What the task asks:
Beginning at the line containing "[locate] bare soil", output every line to the end of the data below exactly as it appears.

↓

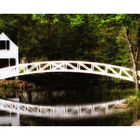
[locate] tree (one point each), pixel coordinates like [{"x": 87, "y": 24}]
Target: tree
[{"x": 130, "y": 24}]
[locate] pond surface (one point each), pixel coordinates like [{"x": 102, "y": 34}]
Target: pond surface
[{"x": 69, "y": 89}]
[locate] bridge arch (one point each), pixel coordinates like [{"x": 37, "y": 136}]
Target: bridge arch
[{"x": 68, "y": 66}]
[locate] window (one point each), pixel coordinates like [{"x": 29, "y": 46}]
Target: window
[{"x": 4, "y": 45}]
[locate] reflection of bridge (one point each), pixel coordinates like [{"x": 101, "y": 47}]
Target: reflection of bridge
[
  {"x": 73, "y": 111},
  {"x": 67, "y": 66},
  {"x": 76, "y": 111}
]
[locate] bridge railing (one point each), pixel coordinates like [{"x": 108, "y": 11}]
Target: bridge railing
[{"x": 68, "y": 66}]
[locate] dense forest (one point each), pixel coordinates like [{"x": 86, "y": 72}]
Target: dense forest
[{"x": 110, "y": 38}]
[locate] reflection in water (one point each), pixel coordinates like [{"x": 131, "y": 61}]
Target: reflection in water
[
  {"x": 71, "y": 89},
  {"x": 9, "y": 119}
]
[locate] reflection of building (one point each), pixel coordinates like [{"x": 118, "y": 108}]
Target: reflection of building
[{"x": 8, "y": 52}]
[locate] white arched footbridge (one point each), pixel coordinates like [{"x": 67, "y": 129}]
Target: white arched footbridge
[
  {"x": 65, "y": 112},
  {"x": 68, "y": 66},
  {"x": 75, "y": 111}
]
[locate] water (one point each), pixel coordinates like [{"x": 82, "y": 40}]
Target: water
[{"x": 62, "y": 89}]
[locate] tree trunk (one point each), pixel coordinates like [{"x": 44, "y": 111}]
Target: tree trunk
[{"x": 133, "y": 59}]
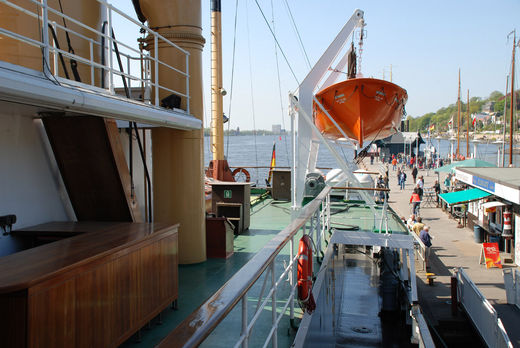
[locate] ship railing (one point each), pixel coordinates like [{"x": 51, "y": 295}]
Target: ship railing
[
  {"x": 145, "y": 75},
  {"x": 420, "y": 249},
  {"x": 512, "y": 285},
  {"x": 313, "y": 220},
  {"x": 481, "y": 312},
  {"x": 421, "y": 332}
]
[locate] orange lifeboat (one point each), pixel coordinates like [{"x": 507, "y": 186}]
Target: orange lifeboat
[{"x": 364, "y": 108}]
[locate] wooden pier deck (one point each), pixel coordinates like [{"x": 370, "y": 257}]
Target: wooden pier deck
[{"x": 452, "y": 247}]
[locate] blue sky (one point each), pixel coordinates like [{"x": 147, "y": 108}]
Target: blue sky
[{"x": 426, "y": 42}]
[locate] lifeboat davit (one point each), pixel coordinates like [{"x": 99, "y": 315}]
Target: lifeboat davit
[{"x": 365, "y": 109}]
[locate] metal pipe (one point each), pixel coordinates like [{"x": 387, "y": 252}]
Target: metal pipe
[
  {"x": 244, "y": 322},
  {"x": 273, "y": 308},
  {"x": 467, "y": 129},
  {"x": 45, "y": 35},
  {"x": 511, "y": 125}
]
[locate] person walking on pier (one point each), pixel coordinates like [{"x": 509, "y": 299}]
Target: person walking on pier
[
  {"x": 414, "y": 174},
  {"x": 437, "y": 189},
  {"x": 415, "y": 200},
  {"x": 403, "y": 179},
  {"x": 427, "y": 240},
  {"x": 418, "y": 226}
]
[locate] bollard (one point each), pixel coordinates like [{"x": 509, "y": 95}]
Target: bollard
[{"x": 454, "y": 300}]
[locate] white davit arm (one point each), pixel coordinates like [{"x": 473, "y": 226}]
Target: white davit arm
[{"x": 307, "y": 148}]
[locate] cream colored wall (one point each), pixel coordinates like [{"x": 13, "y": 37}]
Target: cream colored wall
[
  {"x": 16, "y": 52},
  {"x": 178, "y": 155}
]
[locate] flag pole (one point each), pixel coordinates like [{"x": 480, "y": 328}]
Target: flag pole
[{"x": 467, "y": 129}]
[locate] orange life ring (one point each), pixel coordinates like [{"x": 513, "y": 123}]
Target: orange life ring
[
  {"x": 305, "y": 274},
  {"x": 241, "y": 170}
]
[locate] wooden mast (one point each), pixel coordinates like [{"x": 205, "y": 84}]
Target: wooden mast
[
  {"x": 467, "y": 129},
  {"x": 511, "y": 126},
  {"x": 458, "y": 120},
  {"x": 218, "y": 167}
]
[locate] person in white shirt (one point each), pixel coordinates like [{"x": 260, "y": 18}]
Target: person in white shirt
[
  {"x": 411, "y": 221},
  {"x": 420, "y": 182}
]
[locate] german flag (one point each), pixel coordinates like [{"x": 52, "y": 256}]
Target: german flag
[{"x": 273, "y": 164}]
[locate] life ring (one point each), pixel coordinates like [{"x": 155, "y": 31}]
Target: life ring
[
  {"x": 241, "y": 170},
  {"x": 305, "y": 274}
]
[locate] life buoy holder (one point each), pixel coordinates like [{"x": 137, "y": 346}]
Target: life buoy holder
[
  {"x": 305, "y": 297},
  {"x": 237, "y": 171}
]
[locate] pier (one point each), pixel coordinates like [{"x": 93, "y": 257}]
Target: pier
[{"x": 452, "y": 247}]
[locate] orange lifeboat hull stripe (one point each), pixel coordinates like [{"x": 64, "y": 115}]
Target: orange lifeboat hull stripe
[{"x": 365, "y": 109}]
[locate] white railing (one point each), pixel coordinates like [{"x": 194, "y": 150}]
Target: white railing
[
  {"x": 420, "y": 330},
  {"x": 314, "y": 221},
  {"x": 144, "y": 77},
  {"x": 420, "y": 249},
  {"x": 512, "y": 285},
  {"x": 481, "y": 312}
]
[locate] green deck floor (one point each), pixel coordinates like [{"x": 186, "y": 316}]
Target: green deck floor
[{"x": 197, "y": 282}]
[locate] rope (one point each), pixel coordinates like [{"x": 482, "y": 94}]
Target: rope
[
  {"x": 73, "y": 63},
  {"x": 252, "y": 90},
  {"x": 277, "y": 43},
  {"x": 297, "y": 34},
  {"x": 232, "y": 77},
  {"x": 279, "y": 86}
]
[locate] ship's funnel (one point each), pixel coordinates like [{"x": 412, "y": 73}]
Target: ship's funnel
[
  {"x": 18, "y": 52},
  {"x": 178, "y": 155}
]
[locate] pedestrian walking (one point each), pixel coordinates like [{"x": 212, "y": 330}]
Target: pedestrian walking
[
  {"x": 414, "y": 174},
  {"x": 418, "y": 226},
  {"x": 427, "y": 241},
  {"x": 415, "y": 200},
  {"x": 437, "y": 189},
  {"x": 403, "y": 180}
]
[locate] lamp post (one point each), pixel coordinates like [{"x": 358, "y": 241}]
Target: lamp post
[
  {"x": 452, "y": 143},
  {"x": 439, "y": 149}
]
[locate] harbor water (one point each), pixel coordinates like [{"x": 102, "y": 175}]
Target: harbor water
[{"x": 255, "y": 151}]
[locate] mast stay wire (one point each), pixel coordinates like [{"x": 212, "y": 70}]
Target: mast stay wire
[
  {"x": 302, "y": 47},
  {"x": 279, "y": 86},
  {"x": 277, "y": 43},
  {"x": 232, "y": 77},
  {"x": 252, "y": 91}
]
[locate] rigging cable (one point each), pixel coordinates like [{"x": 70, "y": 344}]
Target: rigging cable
[
  {"x": 279, "y": 86},
  {"x": 277, "y": 43},
  {"x": 73, "y": 62},
  {"x": 297, "y": 34},
  {"x": 252, "y": 91},
  {"x": 232, "y": 77}
]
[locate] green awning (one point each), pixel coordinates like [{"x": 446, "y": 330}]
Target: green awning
[
  {"x": 472, "y": 162},
  {"x": 463, "y": 196}
]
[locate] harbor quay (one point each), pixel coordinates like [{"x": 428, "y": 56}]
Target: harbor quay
[{"x": 453, "y": 246}]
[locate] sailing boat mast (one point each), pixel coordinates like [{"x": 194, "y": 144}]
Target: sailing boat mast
[
  {"x": 458, "y": 119},
  {"x": 218, "y": 167},
  {"x": 467, "y": 129},
  {"x": 504, "y": 124},
  {"x": 511, "y": 126}
]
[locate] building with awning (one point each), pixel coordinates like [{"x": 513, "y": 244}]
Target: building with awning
[
  {"x": 499, "y": 214},
  {"x": 401, "y": 142},
  {"x": 464, "y": 196}
]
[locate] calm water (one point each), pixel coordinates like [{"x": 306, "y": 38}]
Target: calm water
[{"x": 251, "y": 151}]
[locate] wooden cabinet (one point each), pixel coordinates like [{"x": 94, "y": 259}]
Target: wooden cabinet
[{"x": 92, "y": 290}]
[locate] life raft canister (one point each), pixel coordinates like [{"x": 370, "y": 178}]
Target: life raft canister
[
  {"x": 305, "y": 274},
  {"x": 241, "y": 170}
]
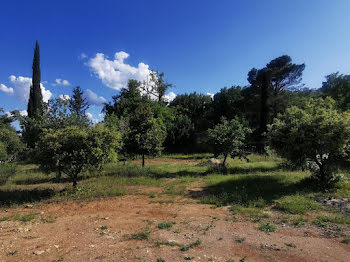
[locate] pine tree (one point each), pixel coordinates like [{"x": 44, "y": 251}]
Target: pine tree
[{"x": 35, "y": 103}]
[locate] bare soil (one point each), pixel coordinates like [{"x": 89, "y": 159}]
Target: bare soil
[{"x": 102, "y": 230}]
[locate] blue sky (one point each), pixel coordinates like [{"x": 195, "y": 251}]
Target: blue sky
[{"x": 200, "y": 45}]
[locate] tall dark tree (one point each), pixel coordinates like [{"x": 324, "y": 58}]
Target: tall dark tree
[
  {"x": 284, "y": 75},
  {"x": 35, "y": 103},
  {"x": 156, "y": 86},
  {"x": 338, "y": 87},
  {"x": 78, "y": 106}
]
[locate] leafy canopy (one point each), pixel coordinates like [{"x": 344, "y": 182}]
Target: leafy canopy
[
  {"x": 229, "y": 138},
  {"x": 73, "y": 150},
  {"x": 316, "y": 133}
]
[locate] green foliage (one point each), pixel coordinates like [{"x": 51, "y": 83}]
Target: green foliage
[
  {"x": 192, "y": 245},
  {"x": 35, "y": 103},
  {"x": 140, "y": 236},
  {"x": 78, "y": 106},
  {"x": 267, "y": 227},
  {"x": 296, "y": 204},
  {"x": 145, "y": 136},
  {"x": 166, "y": 225},
  {"x": 73, "y": 150},
  {"x": 25, "y": 218},
  {"x": 229, "y": 138},
  {"x": 337, "y": 86},
  {"x": 315, "y": 134}
]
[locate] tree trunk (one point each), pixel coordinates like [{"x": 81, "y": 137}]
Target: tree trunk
[
  {"x": 224, "y": 162},
  {"x": 74, "y": 182}
]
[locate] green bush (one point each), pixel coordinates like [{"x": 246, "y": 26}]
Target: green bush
[{"x": 296, "y": 204}]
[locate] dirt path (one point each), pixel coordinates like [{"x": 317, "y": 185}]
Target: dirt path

↑

Result for this exercise:
[locate] bare soil (one point each), pixel coordinates like [{"x": 89, "y": 159}]
Target: bare soil
[{"x": 102, "y": 230}]
[locate] blue sky (one point each), pixel coordinates like [{"x": 195, "y": 251}]
Target: blue sky
[{"x": 200, "y": 45}]
[locate] tall dark tree (one point each), pixel coordinates like [{"x": 324, "y": 58}]
Target: tall dark tree
[
  {"x": 284, "y": 75},
  {"x": 35, "y": 103},
  {"x": 156, "y": 86},
  {"x": 338, "y": 87},
  {"x": 78, "y": 106}
]
[locate] leafy canopy (one point each), pixel coordinates like [{"x": 344, "y": 182}]
Target: leafy canopy
[
  {"x": 229, "y": 138},
  {"x": 73, "y": 150},
  {"x": 316, "y": 133}
]
[locate] green foliage (one point each), pixel coordinates like [{"x": 51, "y": 83}]
Target: green foliage
[
  {"x": 192, "y": 245},
  {"x": 35, "y": 103},
  {"x": 140, "y": 236},
  {"x": 78, "y": 106},
  {"x": 267, "y": 227},
  {"x": 296, "y": 204},
  {"x": 145, "y": 136},
  {"x": 166, "y": 225},
  {"x": 73, "y": 150},
  {"x": 25, "y": 218},
  {"x": 229, "y": 138},
  {"x": 337, "y": 86},
  {"x": 315, "y": 134}
]
[locate] tree trunk (one point each), pixel coordinates like [{"x": 81, "y": 137}]
Target: tree trunk
[
  {"x": 224, "y": 162},
  {"x": 74, "y": 182}
]
[locate] green bush (one point each), pixel coordinates like [{"x": 246, "y": 26}]
Target: green bush
[{"x": 296, "y": 204}]
[locate] dirt path (one point each), pixel coordinates like [{"x": 317, "y": 185}]
Target: dirt path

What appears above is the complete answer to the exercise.